**Data shown**.

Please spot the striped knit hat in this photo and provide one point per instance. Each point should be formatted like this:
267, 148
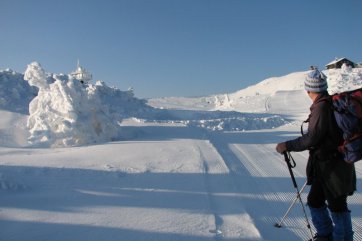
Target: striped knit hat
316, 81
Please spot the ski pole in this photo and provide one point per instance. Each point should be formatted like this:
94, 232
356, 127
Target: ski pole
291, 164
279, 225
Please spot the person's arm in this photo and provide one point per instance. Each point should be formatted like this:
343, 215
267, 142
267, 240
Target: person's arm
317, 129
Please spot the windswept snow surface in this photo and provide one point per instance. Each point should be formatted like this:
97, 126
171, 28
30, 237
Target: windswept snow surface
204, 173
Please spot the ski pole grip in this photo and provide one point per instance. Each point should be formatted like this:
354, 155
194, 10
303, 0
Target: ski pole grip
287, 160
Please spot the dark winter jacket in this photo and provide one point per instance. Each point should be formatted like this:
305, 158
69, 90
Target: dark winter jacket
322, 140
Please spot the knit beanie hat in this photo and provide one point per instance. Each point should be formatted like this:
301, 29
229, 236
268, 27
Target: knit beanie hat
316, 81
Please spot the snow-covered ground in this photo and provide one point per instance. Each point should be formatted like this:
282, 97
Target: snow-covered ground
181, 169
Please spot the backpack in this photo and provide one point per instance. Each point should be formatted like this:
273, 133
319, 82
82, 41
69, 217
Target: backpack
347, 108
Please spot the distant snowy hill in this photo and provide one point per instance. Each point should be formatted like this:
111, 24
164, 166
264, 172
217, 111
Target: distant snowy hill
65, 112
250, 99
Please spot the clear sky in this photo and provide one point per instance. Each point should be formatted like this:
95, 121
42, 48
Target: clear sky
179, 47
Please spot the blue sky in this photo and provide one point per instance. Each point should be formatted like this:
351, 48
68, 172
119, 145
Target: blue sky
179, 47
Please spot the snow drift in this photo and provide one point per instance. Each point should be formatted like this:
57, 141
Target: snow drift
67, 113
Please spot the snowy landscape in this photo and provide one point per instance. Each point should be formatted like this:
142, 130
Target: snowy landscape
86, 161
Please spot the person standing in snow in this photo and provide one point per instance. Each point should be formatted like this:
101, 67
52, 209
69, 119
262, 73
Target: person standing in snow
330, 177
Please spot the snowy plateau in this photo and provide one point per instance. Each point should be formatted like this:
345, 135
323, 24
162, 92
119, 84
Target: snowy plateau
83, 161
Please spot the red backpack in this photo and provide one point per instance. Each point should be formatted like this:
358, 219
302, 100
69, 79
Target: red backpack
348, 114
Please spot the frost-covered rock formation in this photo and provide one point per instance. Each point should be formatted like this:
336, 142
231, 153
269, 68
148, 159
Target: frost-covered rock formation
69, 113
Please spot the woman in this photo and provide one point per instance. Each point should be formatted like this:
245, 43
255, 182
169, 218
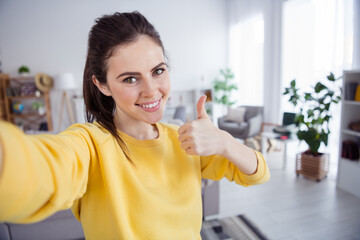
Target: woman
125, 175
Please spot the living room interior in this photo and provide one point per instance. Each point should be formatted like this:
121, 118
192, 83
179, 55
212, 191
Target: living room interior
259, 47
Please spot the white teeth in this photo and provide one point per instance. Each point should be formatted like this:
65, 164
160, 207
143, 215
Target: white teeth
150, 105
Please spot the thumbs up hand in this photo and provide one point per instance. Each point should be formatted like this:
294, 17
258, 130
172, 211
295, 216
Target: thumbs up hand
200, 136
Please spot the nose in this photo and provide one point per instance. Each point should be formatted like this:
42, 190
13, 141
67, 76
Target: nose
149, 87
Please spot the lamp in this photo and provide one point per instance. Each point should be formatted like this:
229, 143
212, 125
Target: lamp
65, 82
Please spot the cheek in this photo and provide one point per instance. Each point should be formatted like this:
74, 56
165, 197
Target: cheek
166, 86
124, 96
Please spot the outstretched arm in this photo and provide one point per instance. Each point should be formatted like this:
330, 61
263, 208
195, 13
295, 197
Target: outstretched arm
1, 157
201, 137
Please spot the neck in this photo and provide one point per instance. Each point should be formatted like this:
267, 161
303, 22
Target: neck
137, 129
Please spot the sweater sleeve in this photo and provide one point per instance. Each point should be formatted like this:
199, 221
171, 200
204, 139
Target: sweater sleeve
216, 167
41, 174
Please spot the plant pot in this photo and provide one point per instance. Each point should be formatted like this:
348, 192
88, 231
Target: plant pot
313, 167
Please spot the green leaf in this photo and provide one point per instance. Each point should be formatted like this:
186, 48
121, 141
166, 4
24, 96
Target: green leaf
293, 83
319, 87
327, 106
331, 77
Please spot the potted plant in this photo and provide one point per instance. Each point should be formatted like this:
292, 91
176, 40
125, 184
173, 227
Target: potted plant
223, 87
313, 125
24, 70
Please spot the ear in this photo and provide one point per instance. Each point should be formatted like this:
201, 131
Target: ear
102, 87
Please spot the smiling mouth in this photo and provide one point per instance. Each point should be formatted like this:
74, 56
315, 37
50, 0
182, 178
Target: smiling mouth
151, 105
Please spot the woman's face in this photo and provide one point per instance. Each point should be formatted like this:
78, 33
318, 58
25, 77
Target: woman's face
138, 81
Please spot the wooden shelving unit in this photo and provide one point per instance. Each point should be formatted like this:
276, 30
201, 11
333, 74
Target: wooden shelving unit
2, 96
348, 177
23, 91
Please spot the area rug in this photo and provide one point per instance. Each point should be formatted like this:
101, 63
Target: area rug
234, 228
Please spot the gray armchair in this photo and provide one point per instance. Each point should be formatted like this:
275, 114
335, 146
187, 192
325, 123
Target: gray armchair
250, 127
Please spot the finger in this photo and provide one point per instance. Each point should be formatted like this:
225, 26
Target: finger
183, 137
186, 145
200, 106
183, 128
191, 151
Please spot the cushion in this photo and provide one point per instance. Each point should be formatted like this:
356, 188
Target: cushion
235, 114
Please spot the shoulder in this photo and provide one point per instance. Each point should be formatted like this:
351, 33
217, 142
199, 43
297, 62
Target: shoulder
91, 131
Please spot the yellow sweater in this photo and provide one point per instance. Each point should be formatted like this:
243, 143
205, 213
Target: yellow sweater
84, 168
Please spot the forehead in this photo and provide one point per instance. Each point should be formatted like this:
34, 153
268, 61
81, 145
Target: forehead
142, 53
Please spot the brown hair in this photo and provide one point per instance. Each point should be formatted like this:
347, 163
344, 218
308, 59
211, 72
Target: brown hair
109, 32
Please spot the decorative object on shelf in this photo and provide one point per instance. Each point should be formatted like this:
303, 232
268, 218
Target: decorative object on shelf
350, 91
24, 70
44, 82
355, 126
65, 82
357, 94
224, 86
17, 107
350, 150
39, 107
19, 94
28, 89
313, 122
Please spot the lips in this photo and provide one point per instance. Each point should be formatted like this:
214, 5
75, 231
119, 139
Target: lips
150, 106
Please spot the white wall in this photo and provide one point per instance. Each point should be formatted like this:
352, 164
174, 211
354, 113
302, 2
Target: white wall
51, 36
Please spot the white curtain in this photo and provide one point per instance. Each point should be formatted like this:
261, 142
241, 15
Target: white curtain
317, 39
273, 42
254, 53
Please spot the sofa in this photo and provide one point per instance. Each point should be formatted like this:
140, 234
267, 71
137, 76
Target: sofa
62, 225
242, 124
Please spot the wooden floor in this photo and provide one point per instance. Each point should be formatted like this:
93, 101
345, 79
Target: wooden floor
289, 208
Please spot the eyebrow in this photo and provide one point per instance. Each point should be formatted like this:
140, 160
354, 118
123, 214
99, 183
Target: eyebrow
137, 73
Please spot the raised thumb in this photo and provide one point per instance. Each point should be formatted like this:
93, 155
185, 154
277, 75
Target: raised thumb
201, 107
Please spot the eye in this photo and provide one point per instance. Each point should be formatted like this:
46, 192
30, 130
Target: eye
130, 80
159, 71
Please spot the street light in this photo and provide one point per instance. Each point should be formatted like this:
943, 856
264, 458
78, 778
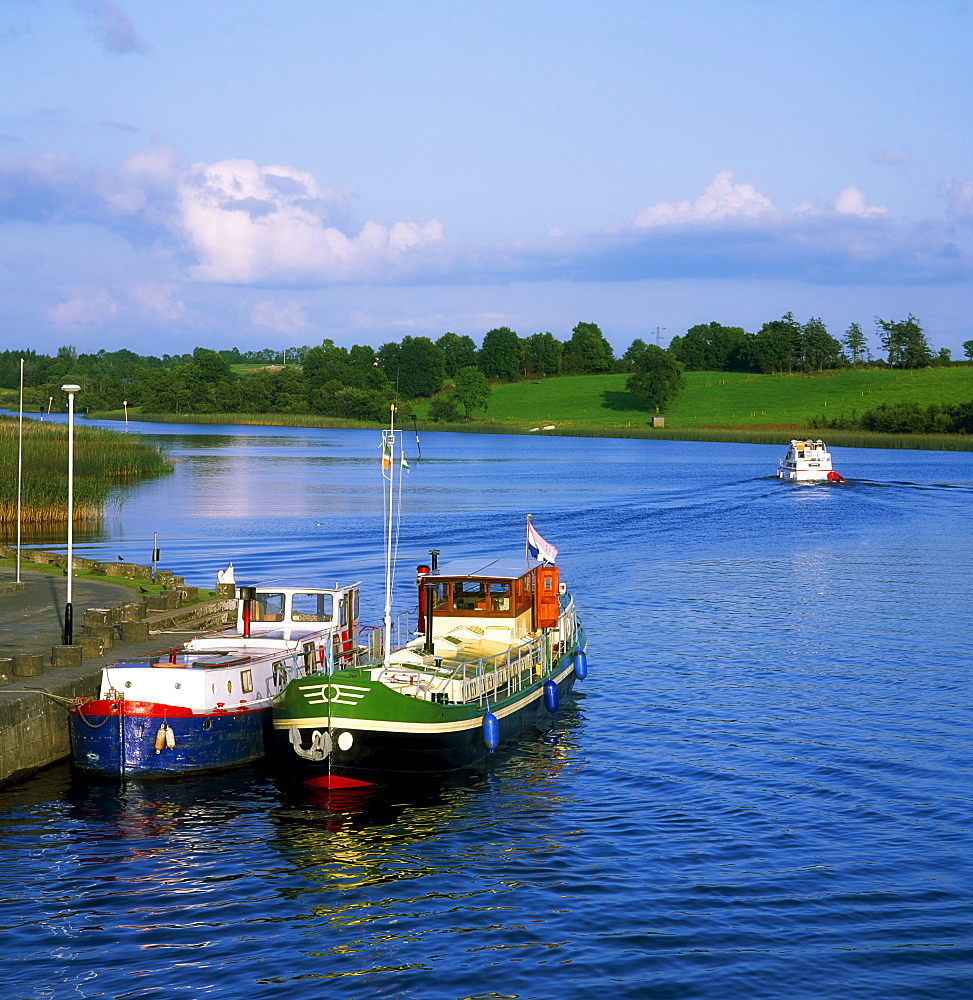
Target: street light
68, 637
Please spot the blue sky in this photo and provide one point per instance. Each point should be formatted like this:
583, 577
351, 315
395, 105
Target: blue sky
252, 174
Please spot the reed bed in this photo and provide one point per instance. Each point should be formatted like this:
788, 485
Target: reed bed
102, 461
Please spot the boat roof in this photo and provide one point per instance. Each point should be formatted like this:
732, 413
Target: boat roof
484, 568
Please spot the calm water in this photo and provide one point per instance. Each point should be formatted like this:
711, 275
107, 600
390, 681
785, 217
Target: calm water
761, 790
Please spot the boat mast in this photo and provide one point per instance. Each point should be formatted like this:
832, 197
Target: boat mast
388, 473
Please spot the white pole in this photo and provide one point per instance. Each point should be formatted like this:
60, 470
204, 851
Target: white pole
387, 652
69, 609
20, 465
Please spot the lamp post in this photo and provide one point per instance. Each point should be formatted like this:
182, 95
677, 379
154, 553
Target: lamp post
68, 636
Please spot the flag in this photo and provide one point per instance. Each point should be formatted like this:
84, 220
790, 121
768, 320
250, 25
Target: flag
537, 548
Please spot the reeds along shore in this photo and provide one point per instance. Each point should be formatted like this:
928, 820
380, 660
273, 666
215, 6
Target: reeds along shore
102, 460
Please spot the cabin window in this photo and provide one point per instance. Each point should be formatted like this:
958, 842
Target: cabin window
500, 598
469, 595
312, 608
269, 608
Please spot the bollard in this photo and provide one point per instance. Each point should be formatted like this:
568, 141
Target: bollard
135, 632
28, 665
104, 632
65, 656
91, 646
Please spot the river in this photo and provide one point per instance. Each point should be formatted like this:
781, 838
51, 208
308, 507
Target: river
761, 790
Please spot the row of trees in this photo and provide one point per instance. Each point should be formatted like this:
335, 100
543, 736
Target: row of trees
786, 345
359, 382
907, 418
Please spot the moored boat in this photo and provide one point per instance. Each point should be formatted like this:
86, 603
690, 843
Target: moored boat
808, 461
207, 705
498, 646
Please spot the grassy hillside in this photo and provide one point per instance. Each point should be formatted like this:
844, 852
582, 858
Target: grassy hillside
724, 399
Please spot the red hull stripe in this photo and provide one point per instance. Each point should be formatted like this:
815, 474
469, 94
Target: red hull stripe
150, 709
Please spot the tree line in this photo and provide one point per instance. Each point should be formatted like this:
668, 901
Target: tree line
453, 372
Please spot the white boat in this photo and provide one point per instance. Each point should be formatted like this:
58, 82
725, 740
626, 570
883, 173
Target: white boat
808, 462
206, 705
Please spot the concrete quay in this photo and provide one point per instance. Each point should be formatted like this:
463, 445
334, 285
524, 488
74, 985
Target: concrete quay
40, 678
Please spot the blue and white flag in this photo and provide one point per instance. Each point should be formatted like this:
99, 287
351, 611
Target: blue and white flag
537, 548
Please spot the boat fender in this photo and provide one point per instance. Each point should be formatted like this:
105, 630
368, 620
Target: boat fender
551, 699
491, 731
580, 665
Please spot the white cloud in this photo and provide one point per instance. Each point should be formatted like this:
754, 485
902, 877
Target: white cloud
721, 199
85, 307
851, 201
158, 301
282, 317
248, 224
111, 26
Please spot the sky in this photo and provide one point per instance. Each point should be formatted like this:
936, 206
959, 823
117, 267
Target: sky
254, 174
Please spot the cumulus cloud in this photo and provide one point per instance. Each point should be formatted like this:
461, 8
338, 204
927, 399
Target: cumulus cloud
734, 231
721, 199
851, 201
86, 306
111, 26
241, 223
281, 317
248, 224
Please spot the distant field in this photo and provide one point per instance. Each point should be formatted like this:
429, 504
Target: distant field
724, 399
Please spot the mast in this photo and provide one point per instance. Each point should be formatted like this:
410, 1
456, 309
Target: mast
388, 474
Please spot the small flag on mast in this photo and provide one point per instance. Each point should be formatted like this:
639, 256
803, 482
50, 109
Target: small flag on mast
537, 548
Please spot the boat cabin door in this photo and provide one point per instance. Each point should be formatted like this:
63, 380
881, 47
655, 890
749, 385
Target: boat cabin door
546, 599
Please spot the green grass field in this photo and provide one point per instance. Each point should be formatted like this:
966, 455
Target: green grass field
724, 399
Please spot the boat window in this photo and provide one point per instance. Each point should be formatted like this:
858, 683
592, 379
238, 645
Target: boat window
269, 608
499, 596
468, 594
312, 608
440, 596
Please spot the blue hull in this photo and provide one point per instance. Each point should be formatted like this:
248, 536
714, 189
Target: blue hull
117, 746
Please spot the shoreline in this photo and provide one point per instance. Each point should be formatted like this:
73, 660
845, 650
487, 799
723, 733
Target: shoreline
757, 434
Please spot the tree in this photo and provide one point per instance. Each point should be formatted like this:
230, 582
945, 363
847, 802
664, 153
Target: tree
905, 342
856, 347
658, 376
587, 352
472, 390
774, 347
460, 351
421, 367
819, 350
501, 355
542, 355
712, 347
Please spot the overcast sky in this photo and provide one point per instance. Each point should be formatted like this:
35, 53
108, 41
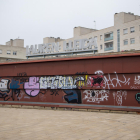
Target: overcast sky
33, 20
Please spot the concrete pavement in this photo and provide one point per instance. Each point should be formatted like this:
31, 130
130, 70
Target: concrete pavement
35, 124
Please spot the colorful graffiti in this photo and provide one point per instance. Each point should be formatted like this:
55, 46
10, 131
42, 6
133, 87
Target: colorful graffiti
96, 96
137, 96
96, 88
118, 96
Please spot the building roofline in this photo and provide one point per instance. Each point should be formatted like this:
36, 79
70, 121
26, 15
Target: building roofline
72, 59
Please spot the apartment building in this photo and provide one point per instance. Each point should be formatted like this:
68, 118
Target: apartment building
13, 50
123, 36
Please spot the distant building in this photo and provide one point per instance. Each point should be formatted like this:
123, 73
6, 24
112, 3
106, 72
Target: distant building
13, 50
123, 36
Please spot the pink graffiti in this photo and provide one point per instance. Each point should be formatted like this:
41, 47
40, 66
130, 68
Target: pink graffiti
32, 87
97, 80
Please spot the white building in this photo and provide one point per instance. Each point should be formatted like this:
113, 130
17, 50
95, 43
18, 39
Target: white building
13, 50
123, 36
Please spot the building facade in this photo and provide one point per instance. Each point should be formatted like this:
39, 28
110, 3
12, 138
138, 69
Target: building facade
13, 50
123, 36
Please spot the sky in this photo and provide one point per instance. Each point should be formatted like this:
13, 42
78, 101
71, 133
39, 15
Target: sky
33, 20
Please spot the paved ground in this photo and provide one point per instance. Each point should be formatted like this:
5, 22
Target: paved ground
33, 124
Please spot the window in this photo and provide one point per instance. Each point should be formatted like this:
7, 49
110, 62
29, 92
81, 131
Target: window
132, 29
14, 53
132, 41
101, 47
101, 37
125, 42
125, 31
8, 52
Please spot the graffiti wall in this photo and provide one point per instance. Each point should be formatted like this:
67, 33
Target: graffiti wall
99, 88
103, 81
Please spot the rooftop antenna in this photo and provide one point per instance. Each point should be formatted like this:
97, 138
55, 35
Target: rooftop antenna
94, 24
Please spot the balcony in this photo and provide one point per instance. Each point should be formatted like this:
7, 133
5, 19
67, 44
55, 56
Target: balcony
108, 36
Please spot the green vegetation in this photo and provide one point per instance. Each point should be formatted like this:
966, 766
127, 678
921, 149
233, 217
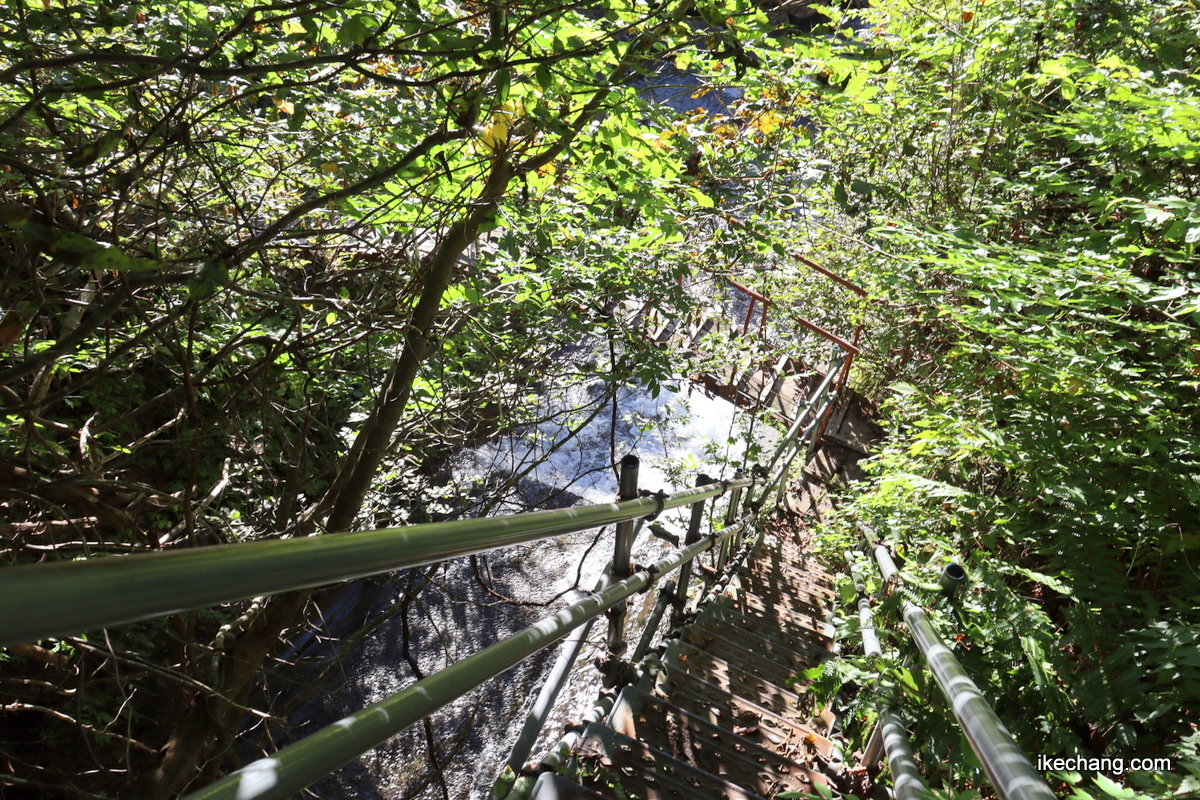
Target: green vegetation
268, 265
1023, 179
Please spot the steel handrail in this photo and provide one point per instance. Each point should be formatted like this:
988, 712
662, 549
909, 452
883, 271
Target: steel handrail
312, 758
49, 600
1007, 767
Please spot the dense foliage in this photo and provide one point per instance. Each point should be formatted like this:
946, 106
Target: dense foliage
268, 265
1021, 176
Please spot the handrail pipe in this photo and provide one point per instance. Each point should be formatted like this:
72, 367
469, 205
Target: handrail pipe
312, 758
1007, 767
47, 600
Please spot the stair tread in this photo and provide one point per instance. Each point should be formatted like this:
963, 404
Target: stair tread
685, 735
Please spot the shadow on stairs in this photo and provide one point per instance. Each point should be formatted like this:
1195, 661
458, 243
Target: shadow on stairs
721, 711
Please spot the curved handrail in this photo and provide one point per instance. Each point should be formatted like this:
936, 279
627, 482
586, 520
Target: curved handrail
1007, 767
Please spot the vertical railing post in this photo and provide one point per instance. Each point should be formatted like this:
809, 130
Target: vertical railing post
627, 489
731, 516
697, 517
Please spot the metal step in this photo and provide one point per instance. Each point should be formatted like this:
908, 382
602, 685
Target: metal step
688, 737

**To be done**. Your output consists solely of the lines from the one with "Please spot the dense" through the last line, copied exactly.

**Task answer**.
Please spot the dense foliage in this photo and provide one point per instance. Each point should be formatted like this:
946, 106
Target: dense foliage
268, 265
1021, 176
Please spot the handrail pipe in this photo and provide one point per instance. Each point should be formatted like this:
72, 367
469, 205
Target: handrail pipe
312, 758
1007, 767
47, 600
Please spot the stair tread in this photo and provide one point per instance. Each point should be formatted like this:
963, 404
Target: stair tread
685, 735
Please spot the shadow on stairs in this photo and provide one point per instance. Each point should be formatted like this:
1195, 661
458, 243
Target: shadow on stairs
721, 711
Please spot the curved handrail in this photo and provide one point per instance. Each point should be formatted like this:
936, 279
627, 482
586, 520
Target: curved handrail
1007, 767
Please spot the vertical railing post in this photo and provide one point per instance. Each point should be formatted like this:
809, 130
Target: vertical railing post
627, 489
731, 516
697, 517
Please spot the metal step in this photo and provide one point per instance. Each point should be formatted like this:
908, 382
602, 685
Target: metal step
688, 737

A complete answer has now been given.